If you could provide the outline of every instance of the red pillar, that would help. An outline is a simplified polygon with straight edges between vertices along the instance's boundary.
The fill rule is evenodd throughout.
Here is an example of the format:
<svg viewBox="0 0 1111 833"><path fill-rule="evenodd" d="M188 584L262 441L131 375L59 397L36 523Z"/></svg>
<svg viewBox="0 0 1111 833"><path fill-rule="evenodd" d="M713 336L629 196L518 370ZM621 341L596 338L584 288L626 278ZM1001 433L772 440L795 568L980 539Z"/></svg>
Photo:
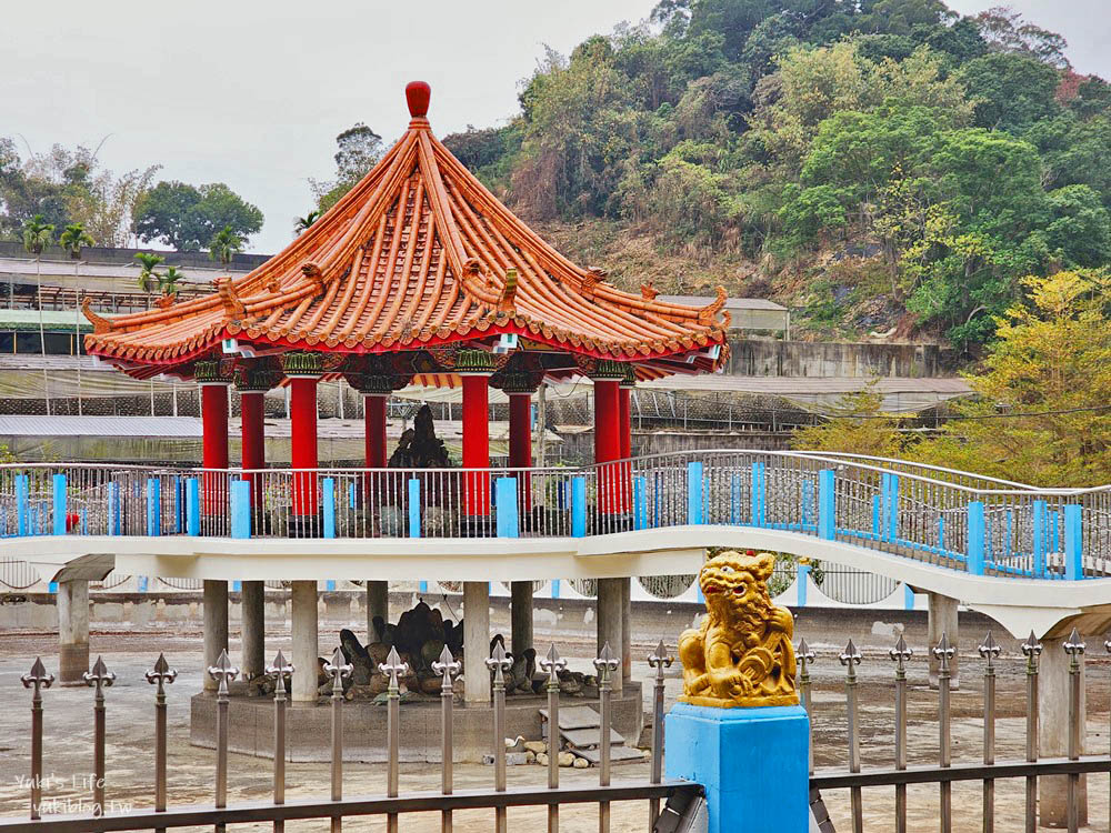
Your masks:
<svg viewBox="0 0 1111 833"><path fill-rule="evenodd" d="M228 506L228 382L201 384L201 475L204 514L224 513Z"/></svg>
<svg viewBox="0 0 1111 833"><path fill-rule="evenodd" d="M632 388L624 382L618 389L619 405L619 430L621 442L621 459L628 460L632 456L632 418L629 412ZM632 510L632 463L621 464L621 512L629 513Z"/></svg>
<svg viewBox="0 0 1111 833"><path fill-rule="evenodd" d="M317 377L289 380L290 462L293 469L293 514L316 516L320 511L317 490Z"/></svg>
<svg viewBox="0 0 1111 833"><path fill-rule="evenodd" d="M262 405L266 394L262 391L241 391L239 394L239 415L242 422L242 465L253 474L243 474L243 480L251 483L251 505L259 504L262 494L262 474L259 470L267 465L267 432Z"/></svg>
<svg viewBox="0 0 1111 833"><path fill-rule="evenodd" d="M532 465L532 394L509 394L509 468L528 469ZM532 512L532 480L528 472L514 474L519 484L522 515Z"/></svg>
<svg viewBox="0 0 1111 833"><path fill-rule="evenodd" d="M469 373L463 380L463 468L490 468L490 377ZM463 510L470 516L490 514L490 475L468 474Z"/></svg>
<svg viewBox="0 0 1111 833"><path fill-rule="evenodd" d="M620 511L619 478L612 465L621 458L621 403L617 379L594 380L594 462L598 463L598 503L602 514Z"/></svg>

WHAT NEEDS TO BE DONE >>
Rewrite all of the records above with "red pillar" changed to "stone column" and everything else left as it is. Leave the pictures out of your answer.

PROBLEM SOLUTION >>
If you could provide the outline of every instance of the stone column, that would help. An outline is a simplified polygon with straight edges between vertices along the instance's boundary.
The fill rule is evenodd throughout.
Here is an example of the format:
<svg viewBox="0 0 1111 833"><path fill-rule="evenodd" d="M188 584L262 441L131 375L59 397L36 523Z"/></svg>
<svg viewBox="0 0 1111 833"><path fill-rule="evenodd" d="M713 336L629 196L518 370ZM621 341L596 338L584 288L626 278ZM1001 433L772 440L795 568L980 539Z"/></svg>
Photo:
Your masks:
<svg viewBox="0 0 1111 833"><path fill-rule="evenodd" d="M228 506L228 382L201 384L201 475L204 514L224 513Z"/></svg>
<svg viewBox="0 0 1111 833"><path fill-rule="evenodd" d="M632 388L624 382L618 389L619 405L619 430L621 442L621 459L628 460L632 456L632 418L629 412ZM632 510L632 463L621 464L621 512L629 513Z"/></svg>
<svg viewBox="0 0 1111 833"><path fill-rule="evenodd" d="M317 377L289 380L290 462L293 469L293 514L316 516L320 511L317 490Z"/></svg>
<svg viewBox="0 0 1111 833"><path fill-rule="evenodd" d="M262 405L266 394L262 391L241 391L239 394L239 415L242 422L242 465L253 474L243 474L243 480L251 483L251 505L259 504L262 494L262 474L259 470L267 465L267 432Z"/></svg>
<svg viewBox="0 0 1111 833"><path fill-rule="evenodd" d="M532 465L532 394L509 394L509 468L528 469ZM532 512L532 480L528 472L514 474L519 484L522 515Z"/></svg>
<svg viewBox="0 0 1111 833"><path fill-rule="evenodd" d="M469 373L463 380L463 468L490 468L490 377ZM463 510L470 516L490 514L490 475L468 474Z"/></svg>
<svg viewBox="0 0 1111 833"><path fill-rule="evenodd" d="M620 511L619 478L612 465L621 458L621 403L617 379L594 380L594 462L598 463L598 503L602 514Z"/></svg>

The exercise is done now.